**RECORDS SUPPLIED**
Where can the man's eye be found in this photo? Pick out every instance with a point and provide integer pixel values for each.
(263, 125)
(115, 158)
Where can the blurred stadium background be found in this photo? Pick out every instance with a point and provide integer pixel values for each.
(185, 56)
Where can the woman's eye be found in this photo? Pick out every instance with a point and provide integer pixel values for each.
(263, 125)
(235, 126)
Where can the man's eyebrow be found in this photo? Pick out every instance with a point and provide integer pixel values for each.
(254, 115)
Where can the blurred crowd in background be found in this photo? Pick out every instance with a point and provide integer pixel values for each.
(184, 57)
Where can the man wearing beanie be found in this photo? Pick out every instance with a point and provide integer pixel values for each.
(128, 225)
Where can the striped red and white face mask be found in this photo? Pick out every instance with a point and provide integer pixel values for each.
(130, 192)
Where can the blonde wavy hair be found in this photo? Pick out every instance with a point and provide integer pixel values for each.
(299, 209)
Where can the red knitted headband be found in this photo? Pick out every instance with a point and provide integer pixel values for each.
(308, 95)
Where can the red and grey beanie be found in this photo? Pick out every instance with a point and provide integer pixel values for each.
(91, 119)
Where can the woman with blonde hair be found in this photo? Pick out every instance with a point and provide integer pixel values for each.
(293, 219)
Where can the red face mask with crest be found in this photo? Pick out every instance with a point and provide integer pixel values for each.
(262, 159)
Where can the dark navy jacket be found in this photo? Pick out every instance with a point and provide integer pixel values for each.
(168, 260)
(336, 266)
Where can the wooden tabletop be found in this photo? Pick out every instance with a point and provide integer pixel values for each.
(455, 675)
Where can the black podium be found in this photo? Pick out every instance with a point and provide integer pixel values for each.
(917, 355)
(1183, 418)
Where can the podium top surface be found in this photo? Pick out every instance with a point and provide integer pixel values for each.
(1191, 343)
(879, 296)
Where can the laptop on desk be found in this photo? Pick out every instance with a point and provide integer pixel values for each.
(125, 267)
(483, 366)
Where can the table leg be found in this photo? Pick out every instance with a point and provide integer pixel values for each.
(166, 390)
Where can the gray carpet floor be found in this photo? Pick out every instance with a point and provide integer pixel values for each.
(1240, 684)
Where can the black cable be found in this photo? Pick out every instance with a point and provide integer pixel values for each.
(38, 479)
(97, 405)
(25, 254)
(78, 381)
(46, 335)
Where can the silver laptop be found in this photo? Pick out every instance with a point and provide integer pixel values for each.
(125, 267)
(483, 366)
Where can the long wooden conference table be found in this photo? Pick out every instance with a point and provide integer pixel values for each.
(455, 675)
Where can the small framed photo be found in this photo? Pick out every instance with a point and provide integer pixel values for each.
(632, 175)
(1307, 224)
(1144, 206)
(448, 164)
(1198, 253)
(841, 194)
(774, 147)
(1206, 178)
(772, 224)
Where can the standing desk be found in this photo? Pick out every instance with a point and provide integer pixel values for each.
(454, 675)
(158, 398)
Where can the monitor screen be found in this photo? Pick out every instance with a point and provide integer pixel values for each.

**THE EXERCISE**
Copy out, word for word, the lines above from the one containing "Where can the small" through the final line, including both.

**SOLVED PROBLEM**
Where can the small framed photo be found in this photo? Pick out every instance with a point and provide integer pixel values for each.
(632, 175)
(1307, 224)
(1144, 206)
(448, 164)
(1198, 253)
(841, 194)
(774, 147)
(1206, 178)
(772, 224)
Where can the standing desk be found in this photo? Pick out every instance with a point and provide integer pixel values for each.
(454, 675)
(158, 398)
Where can the monitor screen be found in this photo? Pick out every instance with a point and provide integer pixel values for each.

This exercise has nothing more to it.